_WORK ORDER_. Take the entries below and print, exactly, the stretch from the line containing "Target: gray knit beanie" through the line containing "form (395, 239)?", both included.

DATASET RECORDS: Begin

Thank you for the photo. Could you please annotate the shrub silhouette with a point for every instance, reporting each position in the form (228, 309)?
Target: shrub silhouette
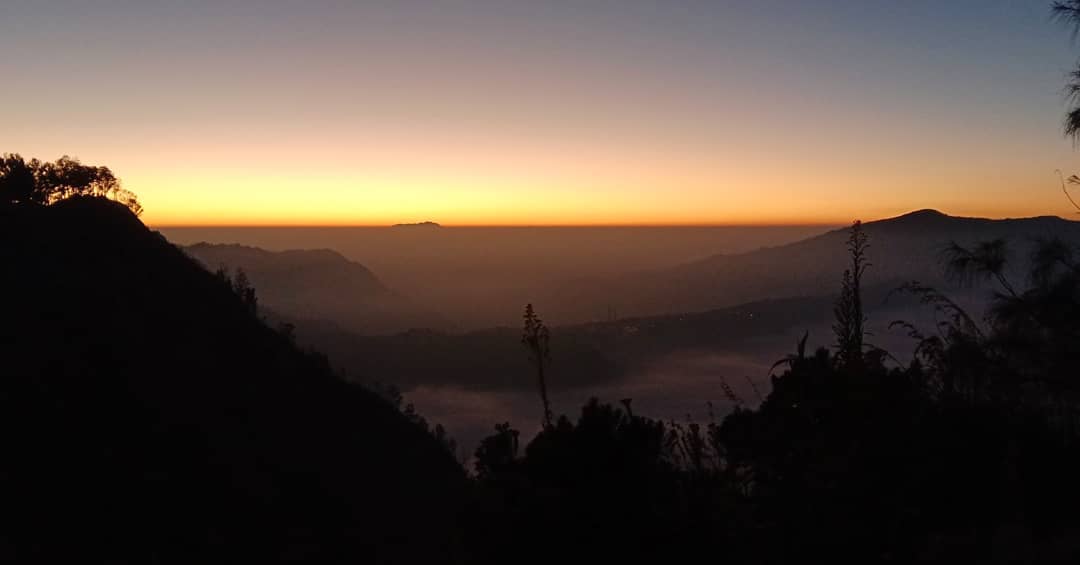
(42, 183)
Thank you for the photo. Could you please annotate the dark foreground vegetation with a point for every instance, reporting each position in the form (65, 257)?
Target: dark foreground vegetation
(147, 416)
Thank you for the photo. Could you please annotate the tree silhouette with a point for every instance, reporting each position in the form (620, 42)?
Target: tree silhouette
(45, 183)
(535, 337)
(1068, 13)
(850, 320)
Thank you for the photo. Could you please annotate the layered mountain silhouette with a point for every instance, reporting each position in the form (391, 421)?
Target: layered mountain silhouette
(902, 249)
(320, 284)
(148, 417)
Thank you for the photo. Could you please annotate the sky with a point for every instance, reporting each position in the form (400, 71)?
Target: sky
(537, 112)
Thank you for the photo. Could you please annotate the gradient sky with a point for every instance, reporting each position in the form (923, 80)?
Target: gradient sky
(618, 111)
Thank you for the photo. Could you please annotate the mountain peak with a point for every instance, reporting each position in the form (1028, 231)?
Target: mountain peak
(923, 214)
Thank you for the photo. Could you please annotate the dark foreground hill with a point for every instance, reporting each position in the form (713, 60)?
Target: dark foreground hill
(146, 416)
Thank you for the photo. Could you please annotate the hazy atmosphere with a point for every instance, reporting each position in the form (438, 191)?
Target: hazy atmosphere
(468, 112)
(540, 282)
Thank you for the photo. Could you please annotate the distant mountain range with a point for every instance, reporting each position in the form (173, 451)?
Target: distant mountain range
(418, 225)
(902, 249)
(320, 284)
(759, 300)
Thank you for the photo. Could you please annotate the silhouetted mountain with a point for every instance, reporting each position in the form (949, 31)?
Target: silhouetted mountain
(148, 417)
(902, 249)
(483, 360)
(320, 284)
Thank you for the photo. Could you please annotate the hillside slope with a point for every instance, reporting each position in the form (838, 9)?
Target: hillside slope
(902, 249)
(316, 284)
(147, 416)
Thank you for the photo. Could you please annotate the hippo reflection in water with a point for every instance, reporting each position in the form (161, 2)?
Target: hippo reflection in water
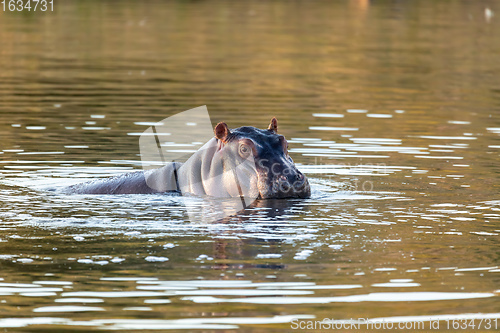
(272, 173)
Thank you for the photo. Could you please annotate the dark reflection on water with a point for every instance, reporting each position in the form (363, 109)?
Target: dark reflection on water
(391, 108)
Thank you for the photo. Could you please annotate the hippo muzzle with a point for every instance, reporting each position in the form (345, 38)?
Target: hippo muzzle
(277, 175)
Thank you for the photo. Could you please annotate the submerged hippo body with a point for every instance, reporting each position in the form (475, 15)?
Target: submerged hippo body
(209, 171)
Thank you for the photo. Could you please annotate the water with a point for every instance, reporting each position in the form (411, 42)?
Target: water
(391, 109)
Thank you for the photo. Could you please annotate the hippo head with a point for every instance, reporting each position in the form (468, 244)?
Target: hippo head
(273, 174)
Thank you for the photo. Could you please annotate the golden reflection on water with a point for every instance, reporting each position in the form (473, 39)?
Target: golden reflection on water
(401, 97)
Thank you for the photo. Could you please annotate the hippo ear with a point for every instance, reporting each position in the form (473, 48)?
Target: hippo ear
(273, 126)
(222, 131)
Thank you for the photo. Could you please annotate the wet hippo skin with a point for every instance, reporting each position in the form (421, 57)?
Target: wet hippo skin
(272, 173)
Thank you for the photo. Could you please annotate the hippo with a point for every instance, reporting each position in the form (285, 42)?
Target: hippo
(271, 175)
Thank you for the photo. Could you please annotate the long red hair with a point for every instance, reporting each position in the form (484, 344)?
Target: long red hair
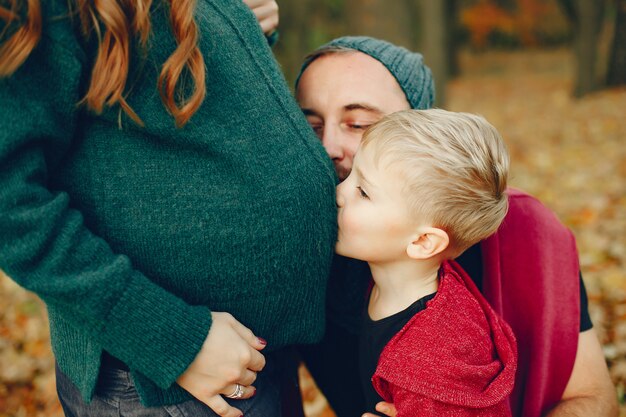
(116, 23)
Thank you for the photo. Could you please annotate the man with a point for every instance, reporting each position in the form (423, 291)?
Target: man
(349, 84)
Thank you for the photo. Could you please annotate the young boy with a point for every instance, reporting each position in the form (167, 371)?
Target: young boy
(426, 185)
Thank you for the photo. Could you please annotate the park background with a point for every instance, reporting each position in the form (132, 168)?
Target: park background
(550, 75)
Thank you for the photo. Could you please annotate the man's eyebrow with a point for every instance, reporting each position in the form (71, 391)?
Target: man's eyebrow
(363, 106)
(310, 112)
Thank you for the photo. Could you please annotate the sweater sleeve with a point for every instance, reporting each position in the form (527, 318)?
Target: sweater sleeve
(45, 246)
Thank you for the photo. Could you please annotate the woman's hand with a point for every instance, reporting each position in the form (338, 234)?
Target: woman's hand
(229, 356)
(387, 409)
(266, 12)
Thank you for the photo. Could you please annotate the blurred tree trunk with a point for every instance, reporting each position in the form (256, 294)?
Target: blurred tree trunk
(617, 64)
(294, 33)
(389, 20)
(452, 27)
(437, 41)
(586, 17)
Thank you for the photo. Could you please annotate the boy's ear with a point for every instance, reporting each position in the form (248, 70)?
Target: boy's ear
(429, 242)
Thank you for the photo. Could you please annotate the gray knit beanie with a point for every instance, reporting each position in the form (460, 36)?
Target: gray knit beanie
(407, 67)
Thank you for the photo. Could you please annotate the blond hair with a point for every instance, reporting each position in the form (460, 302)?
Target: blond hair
(455, 167)
(116, 24)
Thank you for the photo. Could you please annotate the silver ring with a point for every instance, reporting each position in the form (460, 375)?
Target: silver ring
(237, 393)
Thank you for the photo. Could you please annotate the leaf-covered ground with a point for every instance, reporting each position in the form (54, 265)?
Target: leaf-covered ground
(569, 153)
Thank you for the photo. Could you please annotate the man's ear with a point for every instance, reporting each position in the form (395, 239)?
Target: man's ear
(428, 242)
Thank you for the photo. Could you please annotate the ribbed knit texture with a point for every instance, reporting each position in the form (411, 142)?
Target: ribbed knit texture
(456, 358)
(407, 67)
(132, 235)
(531, 278)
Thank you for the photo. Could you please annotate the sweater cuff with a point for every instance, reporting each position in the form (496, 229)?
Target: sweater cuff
(155, 332)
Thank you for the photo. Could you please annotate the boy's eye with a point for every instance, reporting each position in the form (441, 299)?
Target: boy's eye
(359, 126)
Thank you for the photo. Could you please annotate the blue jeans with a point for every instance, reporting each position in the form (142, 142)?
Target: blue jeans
(116, 395)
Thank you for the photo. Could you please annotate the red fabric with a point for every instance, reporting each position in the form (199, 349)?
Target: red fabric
(455, 358)
(531, 278)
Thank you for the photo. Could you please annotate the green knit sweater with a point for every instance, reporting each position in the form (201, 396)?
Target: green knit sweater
(132, 235)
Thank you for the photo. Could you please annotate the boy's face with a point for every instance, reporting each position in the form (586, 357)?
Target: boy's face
(341, 95)
(373, 216)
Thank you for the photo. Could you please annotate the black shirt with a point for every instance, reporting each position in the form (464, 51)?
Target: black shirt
(375, 334)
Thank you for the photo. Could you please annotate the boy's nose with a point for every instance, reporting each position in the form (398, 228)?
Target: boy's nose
(340, 199)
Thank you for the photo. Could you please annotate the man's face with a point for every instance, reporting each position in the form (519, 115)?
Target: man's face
(341, 94)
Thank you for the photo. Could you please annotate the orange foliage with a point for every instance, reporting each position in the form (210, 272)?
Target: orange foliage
(486, 17)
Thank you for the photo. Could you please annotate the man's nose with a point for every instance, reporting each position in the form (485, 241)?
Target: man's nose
(331, 140)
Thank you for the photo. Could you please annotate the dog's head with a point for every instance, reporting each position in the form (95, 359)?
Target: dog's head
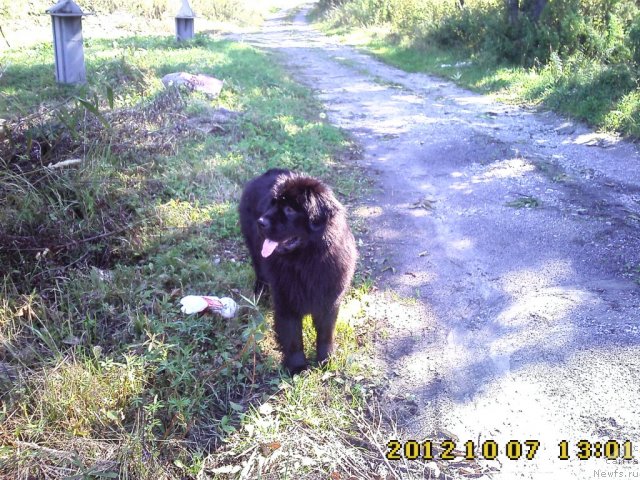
(298, 213)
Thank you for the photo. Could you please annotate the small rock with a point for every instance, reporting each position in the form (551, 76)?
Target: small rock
(202, 83)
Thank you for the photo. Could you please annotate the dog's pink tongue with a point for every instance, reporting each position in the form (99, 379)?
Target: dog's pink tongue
(268, 247)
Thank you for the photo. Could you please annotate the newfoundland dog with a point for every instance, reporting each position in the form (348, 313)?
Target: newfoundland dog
(301, 246)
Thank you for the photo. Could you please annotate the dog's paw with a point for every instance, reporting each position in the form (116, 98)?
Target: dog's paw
(295, 363)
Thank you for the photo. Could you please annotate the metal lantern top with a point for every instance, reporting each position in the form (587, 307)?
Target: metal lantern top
(185, 11)
(65, 8)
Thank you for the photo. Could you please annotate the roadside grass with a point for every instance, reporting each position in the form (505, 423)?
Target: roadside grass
(101, 376)
(604, 96)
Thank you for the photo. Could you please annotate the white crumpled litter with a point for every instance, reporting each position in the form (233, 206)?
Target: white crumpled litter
(225, 306)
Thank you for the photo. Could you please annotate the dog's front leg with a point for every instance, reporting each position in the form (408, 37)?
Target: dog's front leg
(288, 327)
(325, 325)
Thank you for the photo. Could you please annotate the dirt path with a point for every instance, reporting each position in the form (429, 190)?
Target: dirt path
(522, 323)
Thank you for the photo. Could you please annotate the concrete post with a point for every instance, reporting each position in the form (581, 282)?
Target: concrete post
(184, 22)
(66, 18)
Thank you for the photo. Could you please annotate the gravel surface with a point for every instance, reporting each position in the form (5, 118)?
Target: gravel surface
(512, 237)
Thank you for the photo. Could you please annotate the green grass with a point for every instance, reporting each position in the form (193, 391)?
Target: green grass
(101, 376)
(605, 96)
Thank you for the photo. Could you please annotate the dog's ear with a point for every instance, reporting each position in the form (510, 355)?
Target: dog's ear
(317, 203)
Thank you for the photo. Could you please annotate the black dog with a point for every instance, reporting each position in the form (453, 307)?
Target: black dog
(301, 246)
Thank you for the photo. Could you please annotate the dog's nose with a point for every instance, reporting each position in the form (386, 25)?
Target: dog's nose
(263, 223)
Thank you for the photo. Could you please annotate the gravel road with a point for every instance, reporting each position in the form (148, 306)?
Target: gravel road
(512, 239)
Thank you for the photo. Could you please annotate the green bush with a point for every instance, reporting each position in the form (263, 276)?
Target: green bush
(607, 30)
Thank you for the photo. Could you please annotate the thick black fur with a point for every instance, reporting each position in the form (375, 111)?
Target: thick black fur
(313, 265)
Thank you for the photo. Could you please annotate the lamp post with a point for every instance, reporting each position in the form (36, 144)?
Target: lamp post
(184, 22)
(66, 18)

DATASET RECORDS: End

_SOLUTION FOR THIS PROBLEM_.
Target: gray knit beanie
(407, 67)
Thank you for the photo. Could you please annotate the blond hair with a point for every instance, reporting each position in the form (460, 302)?
Target: blond hair
(455, 167)
(116, 24)
Thank you for the photo. Could you please annotate the silver ring with a point for every instance, reporting each position in the form (460, 375)?
Target: silver ring
(237, 393)
Thank you for the photo. Could you please annotate the leaf-covered ground with a point for every instance, reporting each position in the form (54, 265)?
Target: leaf-covered ground
(569, 153)
Thank you for the photo. Could you please annotate the man's ear with a point for every instance, reporting each position in the form (395, 239)?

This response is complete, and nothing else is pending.